(PROBLEMS TO SOLVE)
#1 Using the forum post below about Kafka Streams exactly-once processing, list the parts of the setup that the writer defines in the first paragraph.
#2 Answer these questions from the forum post below on Kafka Streams exactly-once processing:
(a) Which setting did the writer change to enable exactly-once processing, and to what value?
(b) How did the writer test the exactly-once behavior?
(c) On what date was the post made?
#3 Continue the forum post below about Kafka Streams exactly-once processing, picking up after its last sentence.
PASSAGE TO READ start
Kafka streams exactly_once auto commit timeout transaction issue

2019-02-06 Thread Xander Uiterlinden
Hi,

I'm trying to get a fairly simple example of using Kafka Streams with
exactly once processing to work. I defined a setup where messages are being
read from an input topic and two streams transform and output the result to
their own output topic.
In normal conditions this works fine, i.e. when publishing a message to the
input topic, I get transformed messages in both of the output topics.
Next I enabled exactly once processing by setting "processing.guarantee" to
"exactly_once". To test this I'm deliberately throwing an exception when
transforming the message in one of the stream processors. At a first glance
the result is as expected, as neither of the output topics contain the
transformed message and the application stops processing.
PASSAGE TO READ end
STORED DATA start
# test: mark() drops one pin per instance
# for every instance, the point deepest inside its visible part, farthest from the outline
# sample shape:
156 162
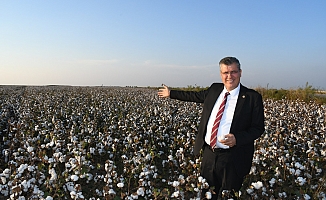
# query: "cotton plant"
88 141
STORED DATA end
(TASK-BY-TASK OUTPUTS)
#1
- An input topic from which messages are read
- Two streams that transform the messages
- A separate output topic for each of the two streams, where each stream writes its result

#2
(a) The writer set "processing.guarantee" to "exactly_once".
(b) The writer deliberately threw an exception while transforming the message in one of the stream processors.
(c) 2019-02-06

#3
However, when processing a message takes longer than the commit.interval.ms
(which defaults to 100 when using exactly_once), then the transactional
guarantee does not appear to be there and I get an output message in only
one of the output topics (the one I for which I did not deliberately throw
an exception while processing). I tested this by putting a Thread.sleep()
before throwing the Exception.
Can someone explain the relationship between this commit.interval.ms and
exactly_once processing. I'd think it's rather strange that when processing
takes longer than the commit.interval.ms you lose the atomicity of the
transaction.
I'm using Kafka 2.12-1.1.0 by the way.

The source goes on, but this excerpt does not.